Oracle层次查询的语法如下：

下面根据两道“烧脑”的题具体来体现：

1. 根据时间先后顺序，十二星座的英文名称用逗号串起来为'Aries,Taurus,Gemini,Cancer,Leo,Virgo,Libra,Scorpio,Sagittarius,Capricorn,Aquarius,Pisces'，请用带层次查询的sql替换下面的sql中的[...]部分，使该sql能将字符串拆分为12条记录。

with t as (select 'Aries,Taurus,Gemini,Cancer,Leo,Virgo,Libra,Scorpio,Sagittarius,Capricorn,Aquarius,Pisces' str from dual)

[...]

其实，该题有几种不同的解法。

解法1：利用replace函数

with t as (select 'Aries,Taurus,Gemini,Cancer,Leo,Virgo,Libra,Scorpio,Sagittarius,Capricorn,Aquarius,Pisces' str from dual)select replace(str,',',chr(10)) constellation from t

但是这种解法有点瑕疵，题目要求输出12条记录，该解法虽然呈现的是12行，但实际只是一行记录。

解法2：利用层次查询

with t as (select 'Aries,Taurus,Gemini,Cancer,Leo,Virgo,Libra,Scorpio,Sagittarius,Capricorn,Aquarius,Pisces' str from dual)select regexp_substr(str,'\w{1,}',1,rownum) constellation from t,dual connect by rownum<=12

这里同时也用到了正则表达式

解法3：非层次查询

with t as (select 'Aries,Taurus,Gemini,Cancer,Leo,Virgo,Libra,Scorpio,Sagittarius,Capricorn,Aquarius,Pisces' str from dual),t1 as (select instr(str||',',',',1,rownum)pos from t,dual connect by rownum<=12),t2 as (select pos,lag(pos,1,0)over(order by pos) prev from t1)select substr(str,prev+1,pos-prev-1) constellation  from t,t2

这种解法花费了较多时间才想出。

# 数据集
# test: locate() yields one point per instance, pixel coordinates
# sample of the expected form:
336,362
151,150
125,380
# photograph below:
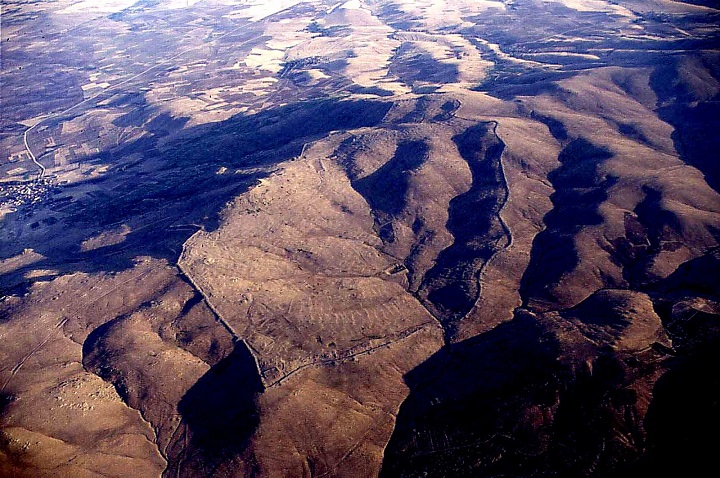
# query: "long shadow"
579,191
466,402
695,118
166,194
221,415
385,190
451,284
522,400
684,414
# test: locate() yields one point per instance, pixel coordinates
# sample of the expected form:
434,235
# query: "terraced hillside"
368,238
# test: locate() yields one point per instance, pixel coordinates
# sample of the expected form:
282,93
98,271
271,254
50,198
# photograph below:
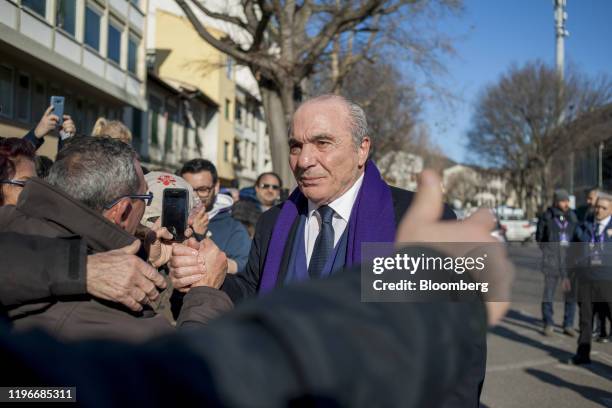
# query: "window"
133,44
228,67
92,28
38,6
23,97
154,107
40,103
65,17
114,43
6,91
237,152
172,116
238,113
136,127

---

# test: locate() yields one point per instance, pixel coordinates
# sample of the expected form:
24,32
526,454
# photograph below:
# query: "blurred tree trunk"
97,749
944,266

# 根据资料作答
1 > 原始文档认为解法1（利用replace函数）有什么瑕疵？
2 > 请将原始文档中从“Oracle层次查询的语法如下：”一直到“能将字符串拆分为12条记录。”的全部内容原样抄录下来。

# 各题解答
1 > 题目要求输出12条记录，该解法虽然呈现12行，但实际只是一行记录。

2 >
Oracle层次查询的语法如下：

下面根据两道“烧脑”的题具体来体现：

1. 根据时间先后顺序，十二星座的英文名称用逗号串起来为'Aries,Taurus,Gemini,Cancer,Leo,Virgo,Libra,Scorpio,Sagittarius,Capricorn,Aquarius,Pisces'，请用带层次查询的sql替换下面的sql中的[...]部分，使该sql能将字符串拆分为12条记录。